El primer despropósito está en la tentación de discutir con gente que padece ideas fijas. A preguntas como “¿cree usted en Dios?” o “¿qué piensas del papel de nuestros diputados?” tendría uno que responder blandiendo una navaja, para cortar de tajo probables confusiones filológicas. Al igual que los huéspedes de la cueva alegórica de Platón, experimenta el confinado mental la redentora urgencia de que todos estemos de acuerdo con él, pues de otro modo seguiremos viviendo en el error y eso sí que no puede permitirlo. Como quien dice, tiene que impedirlo.
Me pongo en su lugar y los entiendo. Si tuviera el cerebro cundido de murallas, alambradas y púas, me sentiría de algún modo compensado plantando prohibiciones por doquier. ¿A qué clase de instancia sobrenatural obedece, por cierto, esa declaración: “no puedo permitirlo”? ¿Qué inflamada autoestima determina que no-es-posible hacer lo que en realidad no se le antoja? ¿Desde cuándo y por qué requerimos de su venia magnánima para hacer o decir lo que nos dé la culifloja gana?

● Trabajo pendiente
Prosigue el texto sobre la discusión con personas de ideas fijas desde el punto en que se interrumpe. Los registros no son necesarios.

● Datos proporcionados
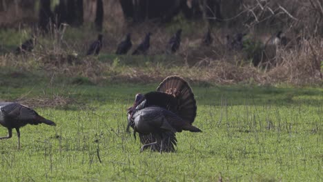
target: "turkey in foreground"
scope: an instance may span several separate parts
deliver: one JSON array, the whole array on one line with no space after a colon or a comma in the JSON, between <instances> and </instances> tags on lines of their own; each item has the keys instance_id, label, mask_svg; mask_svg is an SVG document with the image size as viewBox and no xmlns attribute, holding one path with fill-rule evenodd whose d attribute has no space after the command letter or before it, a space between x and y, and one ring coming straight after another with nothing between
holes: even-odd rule
<instances>
[{"instance_id":1,"label":"turkey in foreground","mask_svg":"<svg viewBox=\"0 0 323 182\"><path fill-rule=\"evenodd\" d=\"M8 136L0 137L0 140L11 138L12 128L14 128L18 136L18 148L19 148L19 128L27 124L40 123L56 125L55 123L39 116L37 112L27 106L14 102L0 102L0 124L7 128L8 132Z\"/></svg>"},{"instance_id":2,"label":"turkey in foreground","mask_svg":"<svg viewBox=\"0 0 323 182\"><path fill-rule=\"evenodd\" d=\"M138 54L147 54L148 50L150 46L150 36L151 33L148 32L146 34L145 39L144 41L137 47L136 50L133 52L133 55Z\"/></svg>"},{"instance_id":3,"label":"turkey in foreground","mask_svg":"<svg viewBox=\"0 0 323 182\"><path fill-rule=\"evenodd\" d=\"M175 132L202 132L192 123L196 117L196 101L188 83L178 76L165 79L157 92L137 94L128 110L128 125L138 132L143 144L141 152L174 152Z\"/></svg>"},{"instance_id":4,"label":"turkey in foreground","mask_svg":"<svg viewBox=\"0 0 323 182\"><path fill-rule=\"evenodd\" d=\"M97 55L100 52L101 48L102 48L102 38L103 35L101 34L99 34L97 36L97 40L94 41L91 46L90 46L90 48L88 48L88 52L86 53L86 55Z\"/></svg>"},{"instance_id":5,"label":"turkey in foreground","mask_svg":"<svg viewBox=\"0 0 323 182\"><path fill-rule=\"evenodd\" d=\"M118 48L117 48L117 51L115 52L116 54L127 54L128 51L131 48L133 43L131 43L130 40L130 34L128 33L126 39L122 41L119 45Z\"/></svg>"}]
</instances>

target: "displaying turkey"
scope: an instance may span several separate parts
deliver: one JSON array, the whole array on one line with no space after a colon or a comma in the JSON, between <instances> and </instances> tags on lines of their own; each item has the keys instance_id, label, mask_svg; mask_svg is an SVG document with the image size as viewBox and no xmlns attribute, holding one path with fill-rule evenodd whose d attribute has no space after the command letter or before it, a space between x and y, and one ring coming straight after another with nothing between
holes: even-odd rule
<instances>
[{"instance_id":1,"label":"displaying turkey","mask_svg":"<svg viewBox=\"0 0 323 182\"><path fill-rule=\"evenodd\" d=\"M204 46L210 46L213 41L213 38L211 33L211 28L208 28L208 32L204 34L202 41L202 45Z\"/></svg>"},{"instance_id":2,"label":"displaying turkey","mask_svg":"<svg viewBox=\"0 0 323 182\"><path fill-rule=\"evenodd\" d=\"M148 32L146 34L145 39L133 52L133 55L147 54L150 46L150 32Z\"/></svg>"},{"instance_id":3,"label":"displaying turkey","mask_svg":"<svg viewBox=\"0 0 323 182\"><path fill-rule=\"evenodd\" d=\"M116 54L127 54L128 51L133 46L133 43L131 43L130 40L130 34L127 34L127 37L126 39L122 41L119 45L118 48L117 48L117 51L115 52Z\"/></svg>"},{"instance_id":4,"label":"displaying turkey","mask_svg":"<svg viewBox=\"0 0 323 182\"><path fill-rule=\"evenodd\" d=\"M18 136L18 148L20 148L19 128L27 124L40 123L56 125L55 123L39 116L27 106L14 102L0 102L0 124L7 128L8 132L8 136L0 137L0 140L11 138L14 128Z\"/></svg>"},{"instance_id":5,"label":"displaying turkey","mask_svg":"<svg viewBox=\"0 0 323 182\"><path fill-rule=\"evenodd\" d=\"M168 52L175 53L179 48L179 46L181 45L181 34L182 29L179 29L170 38L167 45Z\"/></svg>"},{"instance_id":6,"label":"displaying turkey","mask_svg":"<svg viewBox=\"0 0 323 182\"><path fill-rule=\"evenodd\" d=\"M32 37L32 39L24 41L21 45L16 48L16 54L31 52L34 49L34 40L35 38Z\"/></svg>"},{"instance_id":7,"label":"displaying turkey","mask_svg":"<svg viewBox=\"0 0 323 182\"><path fill-rule=\"evenodd\" d=\"M141 152L150 147L153 151L174 152L175 133L182 130L202 132L192 123L197 105L188 83L178 76L166 78L157 92L137 94L128 110L128 125L139 133L143 144Z\"/></svg>"},{"instance_id":8,"label":"displaying turkey","mask_svg":"<svg viewBox=\"0 0 323 182\"><path fill-rule=\"evenodd\" d=\"M86 53L87 56L92 54L99 54L100 50L102 48L102 38L103 35L101 34L99 34L97 36L97 40L92 43L92 44L90 46L88 52Z\"/></svg>"}]
</instances>

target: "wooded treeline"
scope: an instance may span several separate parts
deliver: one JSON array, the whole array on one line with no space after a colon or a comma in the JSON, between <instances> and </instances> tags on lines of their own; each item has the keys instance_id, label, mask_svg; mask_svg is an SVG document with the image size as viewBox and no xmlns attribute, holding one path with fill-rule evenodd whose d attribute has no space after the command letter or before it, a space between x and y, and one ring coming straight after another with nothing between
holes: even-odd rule
<instances>
[{"instance_id":1,"label":"wooded treeline","mask_svg":"<svg viewBox=\"0 0 323 182\"><path fill-rule=\"evenodd\" d=\"M189 20L226 27L288 27L323 34L322 0L119 0L113 3L118 3L119 8L105 6L111 2L103 0L1 0L0 14L7 23L10 17L16 23L14 19L19 16L14 15L19 12L24 14L20 14L22 18L37 12L39 26L43 30L50 21L57 26L62 23L79 26L84 21L84 7L95 4L93 23L98 31L101 31L104 22L108 21L105 19L105 12L121 11L126 22L132 23L147 21L163 23L182 14ZM1 21L0 18L0 25Z\"/></svg>"}]
</instances>

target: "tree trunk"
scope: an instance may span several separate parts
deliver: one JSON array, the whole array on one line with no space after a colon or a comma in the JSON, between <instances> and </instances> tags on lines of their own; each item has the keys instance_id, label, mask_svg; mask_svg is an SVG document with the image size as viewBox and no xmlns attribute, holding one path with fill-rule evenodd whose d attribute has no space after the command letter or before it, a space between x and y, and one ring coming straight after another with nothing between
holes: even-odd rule
<instances>
[{"instance_id":1,"label":"tree trunk","mask_svg":"<svg viewBox=\"0 0 323 182\"><path fill-rule=\"evenodd\" d=\"M49 23L52 21L53 15L50 10L50 0L40 0L39 13L39 27L41 30L48 32Z\"/></svg>"},{"instance_id":2,"label":"tree trunk","mask_svg":"<svg viewBox=\"0 0 323 182\"><path fill-rule=\"evenodd\" d=\"M97 0L97 13L95 15L95 28L97 31L102 31L102 23L104 19L104 6L102 0Z\"/></svg>"}]
</instances>

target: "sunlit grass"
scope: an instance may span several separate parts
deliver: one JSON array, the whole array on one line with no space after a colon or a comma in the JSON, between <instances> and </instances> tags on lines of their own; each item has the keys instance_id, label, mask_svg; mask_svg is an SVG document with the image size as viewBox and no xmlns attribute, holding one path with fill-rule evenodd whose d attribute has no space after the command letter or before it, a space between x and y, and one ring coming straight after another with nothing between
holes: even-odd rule
<instances>
[{"instance_id":1,"label":"sunlit grass","mask_svg":"<svg viewBox=\"0 0 323 182\"><path fill-rule=\"evenodd\" d=\"M57 79L50 85L41 79L39 85L14 86L32 78L1 85L1 98L46 92L78 102L37 107L57 126L22 128L21 150L14 132L0 141L1 181L322 180L322 88L193 85L195 125L203 132L177 133L176 152L161 154L139 153L138 139L125 132L134 95L157 83L68 85Z\"/></svg>"}]
</instances>

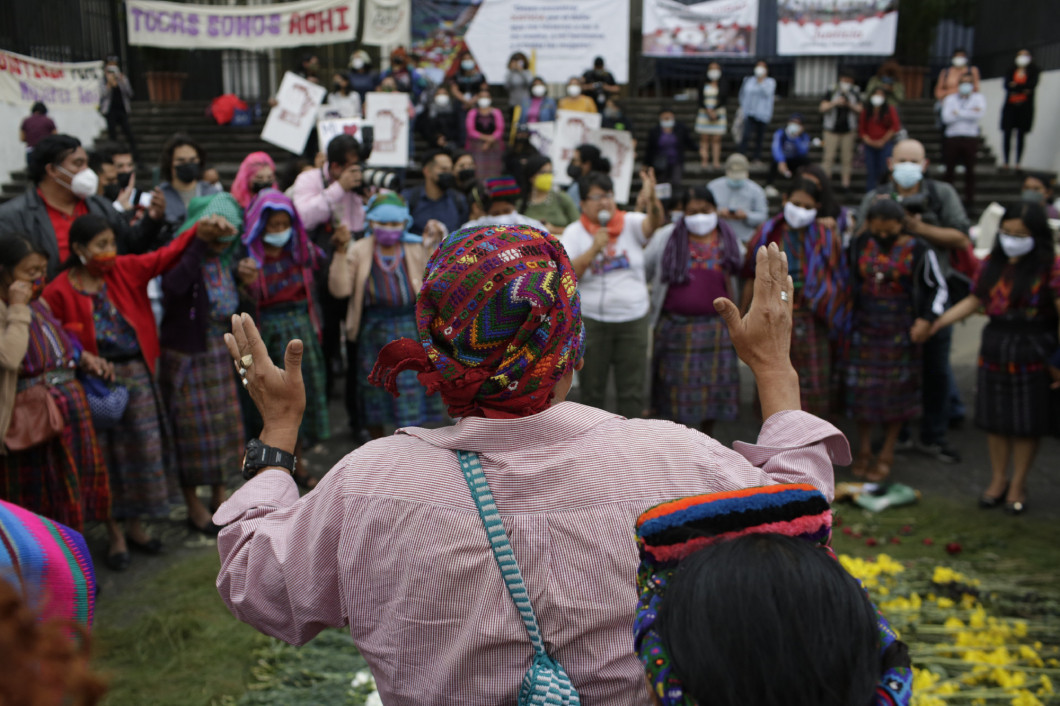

● Resultado obtenido
Imposible evitarlo: somos nuestras taras. Tampoco es que uno pueda presumir de tener por cabeza una estación de tráfico intergaláctico, con todas esas nubes de atavismos que a ratos se confunden con plaga de langosta. Suena siempre bonito cuando un preso inocente dice que en su cabeza sigue siendo libre, pero ocurre que la monserga del encierro tiende a ser expansiva y pegajosa. O al menos es así como intento explicar por qué despierto a veces con el cerebro lleno de confines. Lo sabe el carcelero: las murallas más altas las pone el inquilino.
Ya entrados en Platón, noto que en estos días el mundo de las sombras se ha apoderado de las redes sociales. Entre el confinamiento y la cerrazón, la gritería de imperativos, interjecciones y mayúsculas remite a un pabellón de desahuciados por la ciencia psiquiátrica recién soliviantados por un terremoto. Si tú me lo preguntas, Cuarentenario, y de paso disculpas los estrechos confines de mi conocimiento científico, te diré que no puede ser muy sano pasarse el día entero contrayendo un mismo esfínter (al cual, justo es decir, nadie invitó a la fiesta). Porque si ya goza uno del alto privilegio de elegir a sus compañeros de ergástula, ¿qué tendría que hacer entre tantos extraños pletóricos de taras autoimpuestas? ¿Y qué hace aquí el teléfono, a todo esto? ¿Qué hago yo amurallado en su interior? ¿Por qué no estoy oyendo a Ney Matogrosso? Say no more! Si preguntan por mí, Cuarentenario, diles que vi la luz hace un instante.